**Short task a:**
Repeat the passage on Kensington Hatchery between "Chew on these" and "year in CT.", inclusive.

**Document extract:**
▬▬▬
Seeforellen brown trout thrive in Connecticut lakes thanks to Kensington Hatchery.

But this is not just about trout. Approximately 2,000 broodstock Atlantic salmon are produced at Kensington Hatchery and stocked annually into the Naugatuck and Shetucket Rivers, as well as a handful of lakes. The broodstock salmon fishery we have now is quite popular and attracts anglers from around the Northeast. In fact, it is estimated that Connecticut's Atlantic salmon fishery is responsible for 5,000 – 7,000 trips per year and those anglers spend a combined $500,000 doing so. If Kensington closes there will be no more broodstock salmon stocked in our waterways! Furthermore, the Salmon in the Classroom program, known as "Fish Friends," will no longer exist in the 90 Connecticut schools that now receive salmon eggs, and the last of the remaining salmon fry released in our rivers and streams, about 300,000 per year, will also go bye-bye if Kensington closes its doors. 

Chew on these numbers for a minute...

* 251,000 state residents take 5.4 million fishing trips and spend $198 million per year.
* 51,000 non-residents take 457,000 fishing trips and spend $45 million per year in CT.

* Recreational fishing supports over 4,400 jobs in CT. 
* Trout are the most sought after gamefish species in Connecticut attracting approximately 2.1 million fishing trips per year and generating ~$50 million per year in annual expenditures having a net economic impact of $67.5 million per year.
▬▬▬
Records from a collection
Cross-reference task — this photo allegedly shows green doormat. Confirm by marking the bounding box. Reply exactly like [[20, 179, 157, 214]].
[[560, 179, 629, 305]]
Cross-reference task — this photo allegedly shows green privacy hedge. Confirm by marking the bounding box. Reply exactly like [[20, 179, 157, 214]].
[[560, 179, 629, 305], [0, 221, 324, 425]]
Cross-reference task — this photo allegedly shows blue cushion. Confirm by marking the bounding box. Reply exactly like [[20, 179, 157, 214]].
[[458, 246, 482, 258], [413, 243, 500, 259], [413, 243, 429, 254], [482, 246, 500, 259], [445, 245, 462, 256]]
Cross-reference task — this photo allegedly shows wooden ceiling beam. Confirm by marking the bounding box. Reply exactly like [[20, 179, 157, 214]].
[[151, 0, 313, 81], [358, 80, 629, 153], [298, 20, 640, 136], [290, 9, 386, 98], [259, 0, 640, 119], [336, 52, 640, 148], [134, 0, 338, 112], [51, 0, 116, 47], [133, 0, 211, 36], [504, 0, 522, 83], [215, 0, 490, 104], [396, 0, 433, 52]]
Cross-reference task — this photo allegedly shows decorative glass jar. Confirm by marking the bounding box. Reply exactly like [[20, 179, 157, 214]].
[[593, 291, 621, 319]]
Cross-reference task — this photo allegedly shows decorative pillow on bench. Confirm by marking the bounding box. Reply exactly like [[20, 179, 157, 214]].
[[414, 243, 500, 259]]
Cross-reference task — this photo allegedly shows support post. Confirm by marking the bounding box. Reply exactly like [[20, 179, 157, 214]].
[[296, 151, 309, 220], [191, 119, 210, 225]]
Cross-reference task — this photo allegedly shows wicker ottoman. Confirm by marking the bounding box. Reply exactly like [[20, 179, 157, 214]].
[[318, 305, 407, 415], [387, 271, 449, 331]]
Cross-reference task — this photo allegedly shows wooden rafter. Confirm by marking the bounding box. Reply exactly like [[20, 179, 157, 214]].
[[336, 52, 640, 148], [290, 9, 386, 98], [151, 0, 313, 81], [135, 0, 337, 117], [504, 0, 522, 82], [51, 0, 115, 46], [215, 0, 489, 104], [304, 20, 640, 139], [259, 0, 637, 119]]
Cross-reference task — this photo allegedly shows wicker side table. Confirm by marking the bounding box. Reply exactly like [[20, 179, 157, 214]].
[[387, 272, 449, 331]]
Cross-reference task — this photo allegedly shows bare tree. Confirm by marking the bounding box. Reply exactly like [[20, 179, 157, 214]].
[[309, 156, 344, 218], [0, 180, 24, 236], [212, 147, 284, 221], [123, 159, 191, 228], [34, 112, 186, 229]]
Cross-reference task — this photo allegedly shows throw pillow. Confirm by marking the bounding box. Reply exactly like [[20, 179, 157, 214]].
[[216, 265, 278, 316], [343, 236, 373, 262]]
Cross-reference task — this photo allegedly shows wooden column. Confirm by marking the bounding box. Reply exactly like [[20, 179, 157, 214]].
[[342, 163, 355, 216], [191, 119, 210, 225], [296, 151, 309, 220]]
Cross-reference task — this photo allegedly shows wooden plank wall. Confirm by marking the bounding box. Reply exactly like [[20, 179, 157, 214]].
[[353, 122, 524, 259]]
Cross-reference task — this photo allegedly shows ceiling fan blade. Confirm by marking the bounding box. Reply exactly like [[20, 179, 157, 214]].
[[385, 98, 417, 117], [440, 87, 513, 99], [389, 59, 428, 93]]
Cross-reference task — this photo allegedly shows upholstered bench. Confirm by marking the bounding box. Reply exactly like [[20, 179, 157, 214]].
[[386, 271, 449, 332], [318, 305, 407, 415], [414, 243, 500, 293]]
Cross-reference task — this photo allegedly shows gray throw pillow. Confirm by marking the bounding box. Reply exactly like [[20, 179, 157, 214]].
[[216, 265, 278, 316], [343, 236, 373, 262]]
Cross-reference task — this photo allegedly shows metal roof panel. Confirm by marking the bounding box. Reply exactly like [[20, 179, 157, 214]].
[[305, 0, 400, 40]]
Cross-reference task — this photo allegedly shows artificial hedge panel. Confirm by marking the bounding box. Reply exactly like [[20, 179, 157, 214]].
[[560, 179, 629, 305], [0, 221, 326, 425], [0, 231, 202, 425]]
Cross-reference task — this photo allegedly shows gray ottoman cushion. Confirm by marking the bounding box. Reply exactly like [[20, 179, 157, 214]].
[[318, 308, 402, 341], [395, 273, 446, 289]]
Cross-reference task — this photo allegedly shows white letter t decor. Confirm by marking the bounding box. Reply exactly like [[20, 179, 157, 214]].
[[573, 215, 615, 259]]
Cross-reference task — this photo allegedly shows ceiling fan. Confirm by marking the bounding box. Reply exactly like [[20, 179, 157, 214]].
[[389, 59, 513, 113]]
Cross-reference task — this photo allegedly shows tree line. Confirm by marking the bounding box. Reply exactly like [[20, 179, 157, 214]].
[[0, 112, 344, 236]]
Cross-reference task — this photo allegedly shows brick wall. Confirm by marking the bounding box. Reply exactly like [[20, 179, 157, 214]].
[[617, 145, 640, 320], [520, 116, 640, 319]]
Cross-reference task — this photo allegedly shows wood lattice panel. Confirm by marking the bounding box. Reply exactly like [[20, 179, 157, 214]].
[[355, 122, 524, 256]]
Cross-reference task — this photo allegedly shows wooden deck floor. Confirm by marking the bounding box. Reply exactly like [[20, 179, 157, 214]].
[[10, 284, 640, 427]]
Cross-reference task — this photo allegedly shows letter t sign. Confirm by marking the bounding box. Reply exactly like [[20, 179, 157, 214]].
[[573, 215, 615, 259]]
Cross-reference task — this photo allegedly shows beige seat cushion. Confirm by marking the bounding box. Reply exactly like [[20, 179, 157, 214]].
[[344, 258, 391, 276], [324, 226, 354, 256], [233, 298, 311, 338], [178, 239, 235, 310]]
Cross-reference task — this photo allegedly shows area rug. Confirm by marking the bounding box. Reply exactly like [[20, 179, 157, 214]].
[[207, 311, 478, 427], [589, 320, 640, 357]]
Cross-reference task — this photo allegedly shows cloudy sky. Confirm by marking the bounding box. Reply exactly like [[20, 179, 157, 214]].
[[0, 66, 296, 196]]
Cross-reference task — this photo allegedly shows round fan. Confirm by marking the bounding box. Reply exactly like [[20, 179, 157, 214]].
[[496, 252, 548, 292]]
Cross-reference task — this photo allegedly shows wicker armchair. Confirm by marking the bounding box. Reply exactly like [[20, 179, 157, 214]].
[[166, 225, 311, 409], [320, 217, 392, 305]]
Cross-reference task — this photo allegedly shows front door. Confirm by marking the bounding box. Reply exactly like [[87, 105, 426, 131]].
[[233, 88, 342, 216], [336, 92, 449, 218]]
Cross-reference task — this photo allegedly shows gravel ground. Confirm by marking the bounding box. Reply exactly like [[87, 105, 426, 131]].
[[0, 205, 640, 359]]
▬▬▬
**Short task b:**
In the rows between the lines holding "Cross-reference task — this photo allegedly shows wooden plank" and "231, 202, 425]]", inclusive, substitute "padded bench" for "upholstered bench". Write out only those lines, with everything else left as it stands.

**Final answer a:**
Chew on these numbers for a minute...

* 251,000 state residents take 5.4 million fishing trips and spend $198 million per year.
* 51,000 non-residents take 457,000 fishing trips and spend $45 million per year in CT.

**Final answer b:**
Cross-reference task — this photo allegedly shows wooden plank wall. Confirm by marking the bounding box. Reply exactly like [[20, 179, 157, 214]].
[[353, 122, 524, 259]]
Cross-reference task — this photo allegedly shows ceiling fan blade. Confirm by marking the bounding box. Reply exactly like [[20, 179, 157, 214]].
[[385, 98, 417, 117], [440, 87, 513, 99], [389, 59, 428, 93]]
Cross-reference task — this photo allegedly shows padded bench. Confirm by marking the bounding box. Reply exactly like [[20, 179, 157, 214]].
[[386, 271, 449, 332], [318, 305, 407, 415], [414, 243, 500, 293]]
Cross-reference task — this photo allegedly shows gray throw pillow. Confirm by marking the bounding box. Reply exactly like [[20, 179, 157, 214]].
[[216, 265, 278, 316], [343, 236, 373, 262]]
Cross-reference task — this photo allegedly shows metal roof panel. Confirm by marking the bounding box. Reply exactly like [[20, 179, 157, 214]].
[[305, 0, 400, 40]]
Cross-reference task — this photo allegedly shows artificial hedge panel. Confirm by marking the bounding box. Reply exactly like [[20, 179, 157, 214]].
[[560, 179, 629, 305], [0, 221, 326, 425], [0, 231, 202, 425]]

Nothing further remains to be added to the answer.